### [Metinden alıntı]
+++++

On altıncı Cuma günü olup Melevihanenin sofasında ulular toplanmıştılar.
Sema başlayınca Şeyh Alâeddin Sema’yı pek hararetli sürerdi.

Ansızın Çelebi Hazretleri kalkıp hücreden dışarı çıktı, öyle bir nara vurdu ki herkesin ödü koptu.
Sema’nın devrini başkalaştırdı, aslanca heyecanlar gösterdi.
Bir rubai söyledi:

“ Devlet gökünde ay olanlar, melâmet satrancı tahtası üzerinde şahtırlar.
Bu sözün sırrından haberdar olanlar,
Halka yolunu şaşırmış gibi görünürler, hâlbuki doğru yoldadırlar.

Ve bir saat sonra şu rubaiyi söyledi:

“ Bu yolda hakikatle batılı birbirine karıştıranlar,
Safa ehlinin gözünde şeytandırlar,

Âşıkların çizgisinde doğru yürürsen,
Sayfana da doğru ayet yazarlar.”

Ve kendini sofanın penceresinden, dışarıda akan büyük ırmağa doğru attı.
O günlerde nehrin suyu o kadar taşkındı ki bütün bostan dolaplarının ve değirmenlerin çarklarını yıkmıştı.

Su, kendi seviyesinden bir mızrak boyu yükselmişti.
Şehrin büyüklerinden, hür kişilerin ileri gelenlerinden, sır kâtiplerinden ve ilahi dostlardan olan Kurdu oğlu Mevlana İmadettin ve şeyh Hüsamettin Yigi hemen Çelebinin arkasından kendilerini suya attılar.

Çelebi Hazretleri ise suyun üstünde iki ok menzili gitmişti.
İmadettin ve Hüsamettin şöyle anlattılar:

Çelebi Hazretlerine yetiştiğimde gördüm ki suyun yüzünde bağdaş kurmuş, rahatlıkla gidiyor.

Bu sırada bana:
“ Ey İmad!
Niçin geldin?
Benim canımdan ne istiyorsunuz?
Ben ise vücut sıkıntısından, inkâr edenlerin sıkıntısından kurtulayım, dünya ve cisim hanesinden kaçayım diye çalışıyorum, mümkün olmuyor, ne yapmak lazım?” diye bağırdı.

+++++

### [Bu alıştırmanın kayıtları]
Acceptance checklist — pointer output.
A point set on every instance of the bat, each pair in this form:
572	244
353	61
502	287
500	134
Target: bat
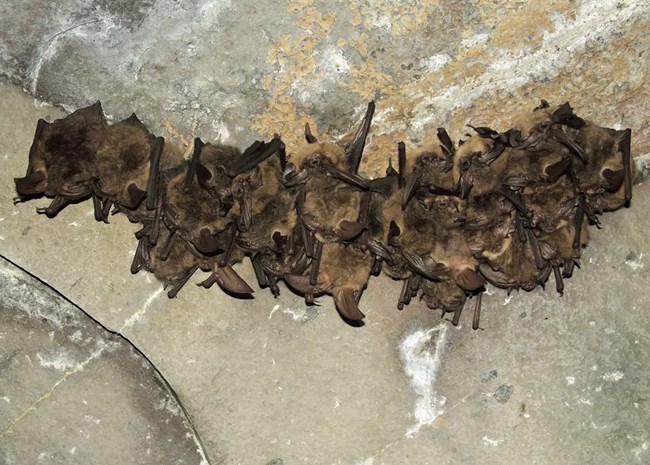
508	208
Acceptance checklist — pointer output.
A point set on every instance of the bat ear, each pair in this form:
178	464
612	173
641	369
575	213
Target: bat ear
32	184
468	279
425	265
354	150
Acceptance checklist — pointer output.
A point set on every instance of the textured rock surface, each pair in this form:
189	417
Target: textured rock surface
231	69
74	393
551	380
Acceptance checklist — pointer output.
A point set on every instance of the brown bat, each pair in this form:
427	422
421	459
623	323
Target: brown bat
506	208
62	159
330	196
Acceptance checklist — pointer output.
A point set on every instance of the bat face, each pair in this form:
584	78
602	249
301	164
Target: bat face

+++++

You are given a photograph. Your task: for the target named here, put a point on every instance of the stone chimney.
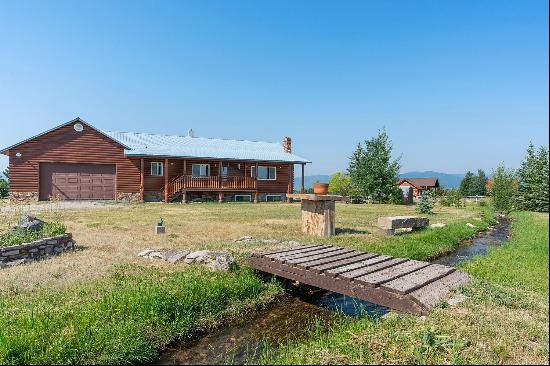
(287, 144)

+++++

### [Kısa alıştırma A]
Lütfen kayıtlarda "surface" dizgesini içeren satırların hepsini toplayıp alt alta yaz.
### [Kısa alıştırma B]
Çelebi Hazretleri'nin ırmağa atılışını anlatan alıntının devamını, son cümleden sonrasından başlayarak yaz.

### [Beklenen çıktı A]
A point set on every instance of the textured rock surface, each pair in this form:
Target: textured rock surface

### [Beklenen çıktı B]
İmadettin devamla, feryat ettim e Hüsameddin Bilgi ise:
“ Mübarek vücudunuz âlemlere rahmettir, Allah rızası, Hüdavendiğarın kutlu canı için olsun sudan çıkın, Gerake Hatunu gamdan kurtarın, yüzüne âşık olan dostları mahrum etmeyin” diye inledi.

Sudan dışarı çıkınca dostların gözlerinden kanlı ırmakların akmakta olduğunu gördü, ashabın hepsi baş açık seğirttiler.
İnkâr ve gurur hatalarından dolayı istiğfarda bulunup baş koydular.

Şeyh Alâeddin ne kadar yalvarıp yakarmış ise de kabul etmedi.
Bir tulum şarap hazırlasınlar diye işaret etti e Sema’a başlayıp, bir kıyamettir koptu.

Bu gazeli okusunlar buyurdu.
Türkçesi:

“ Sevda ve cinnetleri yakıp, yok ediyoruz.
Her zaman kan dalgası içiyoruz.

Ateş içip sarhoş olanların dostuyuz.
Yeşil göklerin kubbesini çatlatıyoruz.

Sultana mahsus şarabı içiyoruz,
Akla, fikre eda ediyoruz”

Büyük heyecanlar göstererek bu rubaiyi buyurdu ve sema’ı sona erdirdi:

“ Can kesildiğimden beri, cananın gamından başka gam yemiyorum.
İlim ve faziletten dem vurmuyorum, onun kaygısında da değilim.

Benim bilgi ve hünerim bir kadeh şarap sayılır,
Onu da sultanın elinden içmek isterim, başkanınkinden değil”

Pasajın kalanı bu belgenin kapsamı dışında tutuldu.